## Exercise description
Please copy out every line in the records below that includes the word "trim".

## Extracted records
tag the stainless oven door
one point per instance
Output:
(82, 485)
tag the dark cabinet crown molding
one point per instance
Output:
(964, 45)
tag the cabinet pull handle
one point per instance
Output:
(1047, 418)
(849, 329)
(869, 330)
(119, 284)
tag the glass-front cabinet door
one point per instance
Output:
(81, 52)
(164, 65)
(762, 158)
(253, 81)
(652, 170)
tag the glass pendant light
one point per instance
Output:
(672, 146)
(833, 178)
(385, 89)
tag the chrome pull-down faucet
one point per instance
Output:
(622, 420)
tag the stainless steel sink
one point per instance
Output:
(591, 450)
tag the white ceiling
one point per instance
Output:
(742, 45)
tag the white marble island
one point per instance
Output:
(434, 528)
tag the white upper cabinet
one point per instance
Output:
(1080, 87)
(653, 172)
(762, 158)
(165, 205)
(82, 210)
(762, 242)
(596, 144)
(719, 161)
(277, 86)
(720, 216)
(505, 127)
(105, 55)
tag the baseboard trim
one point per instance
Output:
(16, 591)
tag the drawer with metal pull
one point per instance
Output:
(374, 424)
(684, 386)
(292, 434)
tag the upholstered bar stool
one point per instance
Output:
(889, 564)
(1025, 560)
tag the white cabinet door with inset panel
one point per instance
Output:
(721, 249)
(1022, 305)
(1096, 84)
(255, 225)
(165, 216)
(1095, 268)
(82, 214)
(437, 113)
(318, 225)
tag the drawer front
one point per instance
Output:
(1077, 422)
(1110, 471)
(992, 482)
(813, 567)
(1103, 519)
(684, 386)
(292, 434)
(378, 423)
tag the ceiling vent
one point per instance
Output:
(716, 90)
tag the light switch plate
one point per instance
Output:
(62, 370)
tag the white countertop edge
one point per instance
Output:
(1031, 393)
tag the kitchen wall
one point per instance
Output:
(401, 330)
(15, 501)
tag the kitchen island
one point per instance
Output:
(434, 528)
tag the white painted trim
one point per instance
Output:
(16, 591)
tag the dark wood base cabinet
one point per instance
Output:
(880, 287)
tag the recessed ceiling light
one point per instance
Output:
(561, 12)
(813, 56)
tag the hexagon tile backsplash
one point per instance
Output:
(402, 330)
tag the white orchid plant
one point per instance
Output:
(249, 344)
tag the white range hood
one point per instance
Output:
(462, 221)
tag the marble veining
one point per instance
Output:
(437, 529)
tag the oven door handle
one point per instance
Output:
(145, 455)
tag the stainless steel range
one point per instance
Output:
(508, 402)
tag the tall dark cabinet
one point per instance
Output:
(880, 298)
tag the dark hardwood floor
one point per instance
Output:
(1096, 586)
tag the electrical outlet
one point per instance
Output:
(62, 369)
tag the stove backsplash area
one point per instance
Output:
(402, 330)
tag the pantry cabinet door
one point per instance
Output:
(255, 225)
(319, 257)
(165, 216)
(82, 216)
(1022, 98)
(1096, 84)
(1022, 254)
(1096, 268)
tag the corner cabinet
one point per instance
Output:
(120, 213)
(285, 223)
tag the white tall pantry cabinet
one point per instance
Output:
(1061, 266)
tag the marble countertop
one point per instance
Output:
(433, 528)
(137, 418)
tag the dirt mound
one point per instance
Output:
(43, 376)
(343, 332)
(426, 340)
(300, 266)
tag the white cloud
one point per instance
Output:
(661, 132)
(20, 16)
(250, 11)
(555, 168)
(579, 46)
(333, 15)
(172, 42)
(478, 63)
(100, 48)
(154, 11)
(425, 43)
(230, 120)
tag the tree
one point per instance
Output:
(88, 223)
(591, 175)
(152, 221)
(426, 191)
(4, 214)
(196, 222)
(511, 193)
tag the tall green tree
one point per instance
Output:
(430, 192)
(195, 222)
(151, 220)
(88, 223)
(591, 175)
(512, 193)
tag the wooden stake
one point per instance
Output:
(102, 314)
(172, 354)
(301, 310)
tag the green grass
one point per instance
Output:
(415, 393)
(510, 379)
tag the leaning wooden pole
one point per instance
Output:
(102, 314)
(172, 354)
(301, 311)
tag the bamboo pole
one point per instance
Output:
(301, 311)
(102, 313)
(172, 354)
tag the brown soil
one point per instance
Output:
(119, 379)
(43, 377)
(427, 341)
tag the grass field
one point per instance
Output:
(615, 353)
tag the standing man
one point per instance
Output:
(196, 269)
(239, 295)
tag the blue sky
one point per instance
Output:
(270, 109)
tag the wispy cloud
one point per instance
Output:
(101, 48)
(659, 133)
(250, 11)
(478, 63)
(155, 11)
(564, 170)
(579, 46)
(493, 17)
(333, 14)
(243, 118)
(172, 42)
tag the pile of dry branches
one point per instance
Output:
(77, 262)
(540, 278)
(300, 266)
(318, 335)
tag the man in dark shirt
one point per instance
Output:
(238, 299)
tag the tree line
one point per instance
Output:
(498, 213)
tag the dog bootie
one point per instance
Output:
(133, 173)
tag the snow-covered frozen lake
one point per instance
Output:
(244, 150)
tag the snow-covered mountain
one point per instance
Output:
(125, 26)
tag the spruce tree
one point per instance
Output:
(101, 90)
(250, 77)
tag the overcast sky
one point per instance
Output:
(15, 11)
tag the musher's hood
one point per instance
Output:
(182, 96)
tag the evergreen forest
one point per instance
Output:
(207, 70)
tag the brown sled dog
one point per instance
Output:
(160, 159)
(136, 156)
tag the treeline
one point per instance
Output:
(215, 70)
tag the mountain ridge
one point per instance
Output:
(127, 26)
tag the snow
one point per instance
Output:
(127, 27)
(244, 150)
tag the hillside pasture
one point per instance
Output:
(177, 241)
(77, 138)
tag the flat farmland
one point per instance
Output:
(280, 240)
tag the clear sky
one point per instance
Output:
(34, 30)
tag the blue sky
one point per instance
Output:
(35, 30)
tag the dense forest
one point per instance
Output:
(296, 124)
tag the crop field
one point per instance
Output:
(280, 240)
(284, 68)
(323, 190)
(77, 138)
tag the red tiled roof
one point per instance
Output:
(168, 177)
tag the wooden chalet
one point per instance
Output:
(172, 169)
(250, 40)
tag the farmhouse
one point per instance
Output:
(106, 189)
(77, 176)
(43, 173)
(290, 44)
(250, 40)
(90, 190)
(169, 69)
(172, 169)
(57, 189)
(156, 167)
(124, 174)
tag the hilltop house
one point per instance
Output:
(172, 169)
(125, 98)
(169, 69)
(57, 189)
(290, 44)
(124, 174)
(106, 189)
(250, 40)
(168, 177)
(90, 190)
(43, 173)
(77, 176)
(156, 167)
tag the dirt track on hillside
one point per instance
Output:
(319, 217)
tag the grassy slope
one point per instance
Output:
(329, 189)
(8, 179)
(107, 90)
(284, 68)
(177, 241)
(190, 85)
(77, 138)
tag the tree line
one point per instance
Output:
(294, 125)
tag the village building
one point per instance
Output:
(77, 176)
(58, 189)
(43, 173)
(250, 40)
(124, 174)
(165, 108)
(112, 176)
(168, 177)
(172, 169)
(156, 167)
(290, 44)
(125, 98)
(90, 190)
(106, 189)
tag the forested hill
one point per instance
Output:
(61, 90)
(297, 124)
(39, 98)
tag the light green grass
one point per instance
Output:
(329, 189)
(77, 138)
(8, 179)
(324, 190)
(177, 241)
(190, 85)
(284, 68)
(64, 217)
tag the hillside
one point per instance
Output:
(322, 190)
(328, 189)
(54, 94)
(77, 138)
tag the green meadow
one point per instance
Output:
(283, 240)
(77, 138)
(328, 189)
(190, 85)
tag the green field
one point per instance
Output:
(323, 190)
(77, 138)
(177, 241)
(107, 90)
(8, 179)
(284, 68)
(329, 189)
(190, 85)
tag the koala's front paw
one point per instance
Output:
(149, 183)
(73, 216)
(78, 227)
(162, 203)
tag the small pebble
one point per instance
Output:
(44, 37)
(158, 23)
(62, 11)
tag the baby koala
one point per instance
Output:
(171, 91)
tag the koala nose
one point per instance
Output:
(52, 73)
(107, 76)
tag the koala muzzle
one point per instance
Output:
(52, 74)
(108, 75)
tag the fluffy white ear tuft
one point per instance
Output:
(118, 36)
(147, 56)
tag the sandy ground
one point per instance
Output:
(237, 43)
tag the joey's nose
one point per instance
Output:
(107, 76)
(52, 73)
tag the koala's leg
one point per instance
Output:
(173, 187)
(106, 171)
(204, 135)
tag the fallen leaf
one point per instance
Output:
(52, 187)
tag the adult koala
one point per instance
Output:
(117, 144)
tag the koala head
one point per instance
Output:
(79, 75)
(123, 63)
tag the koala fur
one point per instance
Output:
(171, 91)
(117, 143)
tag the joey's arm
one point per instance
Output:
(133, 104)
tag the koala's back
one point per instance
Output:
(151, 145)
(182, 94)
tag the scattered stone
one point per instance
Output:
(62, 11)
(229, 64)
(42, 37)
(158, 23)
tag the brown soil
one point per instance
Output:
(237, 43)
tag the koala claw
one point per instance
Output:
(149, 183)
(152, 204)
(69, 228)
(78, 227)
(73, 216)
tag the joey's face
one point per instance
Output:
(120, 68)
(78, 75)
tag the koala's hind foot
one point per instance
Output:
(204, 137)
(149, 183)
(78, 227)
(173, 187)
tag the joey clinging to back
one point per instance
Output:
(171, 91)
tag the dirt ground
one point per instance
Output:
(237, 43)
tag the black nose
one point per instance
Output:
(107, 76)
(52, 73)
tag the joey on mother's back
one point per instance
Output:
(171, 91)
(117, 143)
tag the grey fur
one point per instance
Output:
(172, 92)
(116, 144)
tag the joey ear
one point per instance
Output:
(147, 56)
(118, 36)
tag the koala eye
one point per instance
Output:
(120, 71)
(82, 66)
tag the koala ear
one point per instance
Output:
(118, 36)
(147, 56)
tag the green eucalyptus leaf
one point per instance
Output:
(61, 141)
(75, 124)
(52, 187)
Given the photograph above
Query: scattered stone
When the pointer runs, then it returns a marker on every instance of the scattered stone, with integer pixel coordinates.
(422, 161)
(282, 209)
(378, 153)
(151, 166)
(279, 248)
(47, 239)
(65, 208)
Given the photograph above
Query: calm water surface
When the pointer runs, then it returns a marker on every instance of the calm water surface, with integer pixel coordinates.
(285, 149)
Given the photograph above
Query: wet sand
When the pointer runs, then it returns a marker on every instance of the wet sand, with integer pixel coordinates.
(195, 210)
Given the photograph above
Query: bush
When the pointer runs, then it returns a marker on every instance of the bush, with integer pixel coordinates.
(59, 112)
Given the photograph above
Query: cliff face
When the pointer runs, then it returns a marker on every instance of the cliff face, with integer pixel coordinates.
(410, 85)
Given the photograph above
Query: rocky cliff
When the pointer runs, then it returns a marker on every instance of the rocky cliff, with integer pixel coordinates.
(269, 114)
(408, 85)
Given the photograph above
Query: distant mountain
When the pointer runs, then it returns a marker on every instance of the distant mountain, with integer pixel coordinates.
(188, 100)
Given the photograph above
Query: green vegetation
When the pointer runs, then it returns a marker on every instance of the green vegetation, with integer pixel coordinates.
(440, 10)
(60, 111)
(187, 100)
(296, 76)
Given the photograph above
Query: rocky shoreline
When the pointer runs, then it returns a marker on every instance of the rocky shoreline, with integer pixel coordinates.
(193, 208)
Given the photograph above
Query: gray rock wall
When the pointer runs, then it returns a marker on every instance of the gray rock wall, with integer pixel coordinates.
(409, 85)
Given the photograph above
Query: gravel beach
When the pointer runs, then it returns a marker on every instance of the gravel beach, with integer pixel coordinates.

## Written response
tag the baseboard trim
tag the white painted trim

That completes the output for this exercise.